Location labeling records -
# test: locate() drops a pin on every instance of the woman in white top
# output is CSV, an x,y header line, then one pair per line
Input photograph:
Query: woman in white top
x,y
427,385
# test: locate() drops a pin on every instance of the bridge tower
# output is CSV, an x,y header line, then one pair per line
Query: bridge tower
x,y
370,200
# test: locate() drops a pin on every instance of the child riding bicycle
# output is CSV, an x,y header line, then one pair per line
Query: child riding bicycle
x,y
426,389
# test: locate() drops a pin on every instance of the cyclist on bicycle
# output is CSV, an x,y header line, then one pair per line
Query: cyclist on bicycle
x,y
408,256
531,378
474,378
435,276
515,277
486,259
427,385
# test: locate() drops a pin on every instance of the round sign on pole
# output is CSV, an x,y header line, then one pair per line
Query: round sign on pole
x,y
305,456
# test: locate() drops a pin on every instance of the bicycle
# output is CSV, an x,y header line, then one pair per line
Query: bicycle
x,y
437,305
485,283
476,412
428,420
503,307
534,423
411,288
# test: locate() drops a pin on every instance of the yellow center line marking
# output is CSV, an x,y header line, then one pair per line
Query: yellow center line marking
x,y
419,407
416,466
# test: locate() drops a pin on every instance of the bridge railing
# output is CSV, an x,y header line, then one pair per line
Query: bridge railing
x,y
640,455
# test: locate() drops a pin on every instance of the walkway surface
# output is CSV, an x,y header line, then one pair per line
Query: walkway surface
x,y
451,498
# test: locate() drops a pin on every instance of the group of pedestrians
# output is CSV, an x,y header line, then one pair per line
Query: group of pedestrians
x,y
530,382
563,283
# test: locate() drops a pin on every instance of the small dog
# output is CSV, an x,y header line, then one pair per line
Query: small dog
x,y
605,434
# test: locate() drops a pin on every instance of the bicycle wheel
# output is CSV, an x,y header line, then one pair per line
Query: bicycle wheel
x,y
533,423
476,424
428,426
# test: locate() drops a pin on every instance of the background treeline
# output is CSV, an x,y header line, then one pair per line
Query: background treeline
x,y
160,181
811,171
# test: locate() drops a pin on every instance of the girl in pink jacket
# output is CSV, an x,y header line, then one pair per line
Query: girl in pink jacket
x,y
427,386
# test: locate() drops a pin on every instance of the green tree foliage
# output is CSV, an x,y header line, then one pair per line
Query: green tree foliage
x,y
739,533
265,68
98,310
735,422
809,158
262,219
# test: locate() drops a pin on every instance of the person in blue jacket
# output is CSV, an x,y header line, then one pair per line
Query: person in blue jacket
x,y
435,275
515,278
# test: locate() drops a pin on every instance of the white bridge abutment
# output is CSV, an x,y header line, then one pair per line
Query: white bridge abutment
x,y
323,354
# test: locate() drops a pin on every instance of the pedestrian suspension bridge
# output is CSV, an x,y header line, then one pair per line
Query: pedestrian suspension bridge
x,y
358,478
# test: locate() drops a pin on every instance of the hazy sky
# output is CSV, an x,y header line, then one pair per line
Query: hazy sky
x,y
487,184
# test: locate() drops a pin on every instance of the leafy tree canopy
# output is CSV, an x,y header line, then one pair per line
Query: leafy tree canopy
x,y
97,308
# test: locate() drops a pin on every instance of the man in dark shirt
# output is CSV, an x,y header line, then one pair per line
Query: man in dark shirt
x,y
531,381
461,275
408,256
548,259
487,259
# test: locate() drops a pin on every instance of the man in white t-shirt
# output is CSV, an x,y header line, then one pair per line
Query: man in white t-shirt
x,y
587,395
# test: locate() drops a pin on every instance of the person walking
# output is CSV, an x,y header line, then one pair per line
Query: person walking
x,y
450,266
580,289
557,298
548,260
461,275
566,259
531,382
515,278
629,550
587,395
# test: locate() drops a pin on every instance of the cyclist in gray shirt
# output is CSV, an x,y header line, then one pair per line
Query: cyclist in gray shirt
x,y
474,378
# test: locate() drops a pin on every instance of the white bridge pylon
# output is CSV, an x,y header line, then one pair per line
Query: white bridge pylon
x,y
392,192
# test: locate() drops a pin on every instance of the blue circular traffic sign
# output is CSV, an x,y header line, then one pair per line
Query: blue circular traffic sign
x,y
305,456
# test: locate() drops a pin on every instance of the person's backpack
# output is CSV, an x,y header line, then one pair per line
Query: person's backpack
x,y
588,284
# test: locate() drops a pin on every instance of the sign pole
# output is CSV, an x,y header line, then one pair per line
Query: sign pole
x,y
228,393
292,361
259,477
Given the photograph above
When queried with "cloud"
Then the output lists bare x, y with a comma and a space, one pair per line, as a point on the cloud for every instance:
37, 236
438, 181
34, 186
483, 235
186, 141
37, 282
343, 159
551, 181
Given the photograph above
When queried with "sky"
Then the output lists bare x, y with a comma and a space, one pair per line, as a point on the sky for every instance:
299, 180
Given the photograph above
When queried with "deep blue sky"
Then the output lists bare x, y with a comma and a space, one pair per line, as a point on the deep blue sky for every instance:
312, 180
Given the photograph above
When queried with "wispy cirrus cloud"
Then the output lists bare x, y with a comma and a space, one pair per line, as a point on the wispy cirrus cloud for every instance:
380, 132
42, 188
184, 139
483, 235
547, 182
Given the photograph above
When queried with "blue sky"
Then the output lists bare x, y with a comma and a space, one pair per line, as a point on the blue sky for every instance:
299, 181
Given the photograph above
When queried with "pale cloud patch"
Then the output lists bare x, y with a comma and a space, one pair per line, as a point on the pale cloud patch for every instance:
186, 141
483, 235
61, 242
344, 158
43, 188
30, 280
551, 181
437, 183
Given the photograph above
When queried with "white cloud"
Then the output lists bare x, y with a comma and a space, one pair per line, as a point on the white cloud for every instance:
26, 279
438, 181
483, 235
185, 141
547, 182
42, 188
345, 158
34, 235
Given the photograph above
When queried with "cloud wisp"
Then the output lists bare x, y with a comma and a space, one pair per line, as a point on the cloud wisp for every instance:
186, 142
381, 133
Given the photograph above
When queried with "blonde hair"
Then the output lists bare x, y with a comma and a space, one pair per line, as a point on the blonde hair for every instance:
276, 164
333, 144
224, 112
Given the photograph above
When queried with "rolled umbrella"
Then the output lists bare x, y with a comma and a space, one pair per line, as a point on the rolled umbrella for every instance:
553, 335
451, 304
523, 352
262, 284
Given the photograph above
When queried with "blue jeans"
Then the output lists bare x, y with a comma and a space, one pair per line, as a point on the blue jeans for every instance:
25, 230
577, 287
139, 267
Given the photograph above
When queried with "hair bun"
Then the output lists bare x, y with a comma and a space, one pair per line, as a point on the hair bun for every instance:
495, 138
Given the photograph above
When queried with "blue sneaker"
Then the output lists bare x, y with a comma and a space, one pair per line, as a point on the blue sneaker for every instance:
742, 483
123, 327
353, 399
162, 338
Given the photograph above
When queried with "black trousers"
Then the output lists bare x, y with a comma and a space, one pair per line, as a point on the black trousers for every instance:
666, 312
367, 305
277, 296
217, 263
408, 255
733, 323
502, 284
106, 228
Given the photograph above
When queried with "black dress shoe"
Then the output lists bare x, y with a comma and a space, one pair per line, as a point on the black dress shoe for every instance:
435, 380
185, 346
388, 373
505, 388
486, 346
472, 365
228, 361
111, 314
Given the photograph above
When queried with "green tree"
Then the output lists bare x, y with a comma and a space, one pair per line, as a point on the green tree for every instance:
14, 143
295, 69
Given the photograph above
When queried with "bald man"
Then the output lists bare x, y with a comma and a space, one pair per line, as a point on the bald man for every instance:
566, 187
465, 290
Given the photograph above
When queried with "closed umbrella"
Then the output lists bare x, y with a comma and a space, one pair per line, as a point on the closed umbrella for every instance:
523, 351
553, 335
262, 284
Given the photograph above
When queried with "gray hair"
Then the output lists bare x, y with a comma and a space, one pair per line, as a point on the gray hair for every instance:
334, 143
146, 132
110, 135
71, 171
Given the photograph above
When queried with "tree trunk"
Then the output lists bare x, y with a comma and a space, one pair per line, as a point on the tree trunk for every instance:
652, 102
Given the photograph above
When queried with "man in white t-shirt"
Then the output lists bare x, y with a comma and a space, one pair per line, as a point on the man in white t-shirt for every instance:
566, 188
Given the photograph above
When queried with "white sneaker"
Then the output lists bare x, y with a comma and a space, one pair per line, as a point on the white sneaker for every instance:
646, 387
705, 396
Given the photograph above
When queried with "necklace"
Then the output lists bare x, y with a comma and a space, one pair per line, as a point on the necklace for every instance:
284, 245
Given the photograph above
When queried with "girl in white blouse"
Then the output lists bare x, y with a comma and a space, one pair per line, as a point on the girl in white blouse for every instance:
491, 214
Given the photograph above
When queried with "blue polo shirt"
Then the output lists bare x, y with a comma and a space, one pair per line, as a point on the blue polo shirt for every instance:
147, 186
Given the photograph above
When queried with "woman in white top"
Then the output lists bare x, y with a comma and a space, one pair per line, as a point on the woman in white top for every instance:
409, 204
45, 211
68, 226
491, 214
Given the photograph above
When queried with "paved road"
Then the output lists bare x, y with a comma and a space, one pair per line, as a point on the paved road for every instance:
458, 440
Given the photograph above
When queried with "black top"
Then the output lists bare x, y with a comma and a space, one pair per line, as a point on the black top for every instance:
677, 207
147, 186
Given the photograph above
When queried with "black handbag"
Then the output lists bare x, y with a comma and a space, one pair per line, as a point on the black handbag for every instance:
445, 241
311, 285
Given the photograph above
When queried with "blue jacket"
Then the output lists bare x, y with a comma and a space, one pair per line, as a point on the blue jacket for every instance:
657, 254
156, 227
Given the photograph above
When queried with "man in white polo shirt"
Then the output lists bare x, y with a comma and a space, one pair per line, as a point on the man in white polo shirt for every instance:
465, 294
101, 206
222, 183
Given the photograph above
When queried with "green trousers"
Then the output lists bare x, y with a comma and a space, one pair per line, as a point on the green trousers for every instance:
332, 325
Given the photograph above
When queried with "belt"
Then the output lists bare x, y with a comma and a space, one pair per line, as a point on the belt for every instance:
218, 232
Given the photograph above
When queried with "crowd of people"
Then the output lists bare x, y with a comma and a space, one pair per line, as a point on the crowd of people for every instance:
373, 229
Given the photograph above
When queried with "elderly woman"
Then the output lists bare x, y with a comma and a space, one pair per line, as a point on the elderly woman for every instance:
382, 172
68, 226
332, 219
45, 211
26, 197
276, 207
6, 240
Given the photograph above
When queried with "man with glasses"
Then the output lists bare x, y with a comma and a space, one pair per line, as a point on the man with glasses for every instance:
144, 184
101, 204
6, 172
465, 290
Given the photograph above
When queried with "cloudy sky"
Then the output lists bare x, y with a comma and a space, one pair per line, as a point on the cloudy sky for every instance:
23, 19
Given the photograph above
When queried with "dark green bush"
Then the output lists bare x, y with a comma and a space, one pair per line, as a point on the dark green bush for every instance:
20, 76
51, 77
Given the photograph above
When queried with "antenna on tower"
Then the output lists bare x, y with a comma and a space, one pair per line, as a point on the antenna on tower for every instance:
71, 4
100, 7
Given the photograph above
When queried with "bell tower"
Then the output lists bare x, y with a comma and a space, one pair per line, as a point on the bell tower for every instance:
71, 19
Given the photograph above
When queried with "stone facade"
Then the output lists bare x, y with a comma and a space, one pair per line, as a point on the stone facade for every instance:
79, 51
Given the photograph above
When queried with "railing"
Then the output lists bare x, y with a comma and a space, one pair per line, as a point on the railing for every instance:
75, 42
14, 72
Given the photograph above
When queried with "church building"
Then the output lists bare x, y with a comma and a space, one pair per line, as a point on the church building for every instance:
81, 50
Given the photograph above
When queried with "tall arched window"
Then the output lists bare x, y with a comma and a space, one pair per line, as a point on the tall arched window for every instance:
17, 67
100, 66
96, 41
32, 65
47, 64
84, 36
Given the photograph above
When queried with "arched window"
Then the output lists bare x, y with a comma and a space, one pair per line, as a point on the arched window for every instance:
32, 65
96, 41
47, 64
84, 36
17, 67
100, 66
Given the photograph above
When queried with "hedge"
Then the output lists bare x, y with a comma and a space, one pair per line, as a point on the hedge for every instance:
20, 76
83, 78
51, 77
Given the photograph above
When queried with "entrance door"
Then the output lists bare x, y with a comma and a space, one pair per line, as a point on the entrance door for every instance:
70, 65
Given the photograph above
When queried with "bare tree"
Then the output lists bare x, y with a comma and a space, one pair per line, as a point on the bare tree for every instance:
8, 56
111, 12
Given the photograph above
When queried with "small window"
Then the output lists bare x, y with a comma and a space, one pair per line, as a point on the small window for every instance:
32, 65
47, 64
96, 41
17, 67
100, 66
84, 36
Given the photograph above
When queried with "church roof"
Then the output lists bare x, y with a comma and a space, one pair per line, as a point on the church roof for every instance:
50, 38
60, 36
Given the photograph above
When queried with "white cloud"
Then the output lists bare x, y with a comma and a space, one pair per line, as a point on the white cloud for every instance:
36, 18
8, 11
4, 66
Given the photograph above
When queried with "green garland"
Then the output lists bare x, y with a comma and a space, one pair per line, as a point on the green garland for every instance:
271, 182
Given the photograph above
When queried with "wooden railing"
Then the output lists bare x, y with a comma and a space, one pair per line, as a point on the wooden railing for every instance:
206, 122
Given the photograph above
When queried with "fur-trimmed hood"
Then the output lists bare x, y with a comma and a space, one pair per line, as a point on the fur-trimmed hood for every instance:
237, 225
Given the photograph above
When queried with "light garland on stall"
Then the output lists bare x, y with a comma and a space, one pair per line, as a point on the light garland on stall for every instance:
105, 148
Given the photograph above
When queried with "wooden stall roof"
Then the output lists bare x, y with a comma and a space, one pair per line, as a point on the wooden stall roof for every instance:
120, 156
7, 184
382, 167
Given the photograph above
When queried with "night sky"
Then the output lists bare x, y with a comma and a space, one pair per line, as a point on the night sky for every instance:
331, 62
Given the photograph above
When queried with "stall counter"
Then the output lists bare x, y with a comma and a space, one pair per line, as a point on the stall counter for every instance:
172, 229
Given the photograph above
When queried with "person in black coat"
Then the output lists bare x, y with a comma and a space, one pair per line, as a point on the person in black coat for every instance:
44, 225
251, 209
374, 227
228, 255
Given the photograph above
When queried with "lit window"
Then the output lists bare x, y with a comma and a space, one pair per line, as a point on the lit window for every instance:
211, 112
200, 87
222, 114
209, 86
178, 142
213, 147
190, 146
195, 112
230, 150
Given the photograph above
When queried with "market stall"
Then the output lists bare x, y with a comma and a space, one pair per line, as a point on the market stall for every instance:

Description of the task -
Count the lines in the material above that contain the string "deep", matching case exactly, and reply with only the number.

Answer to this problem -
2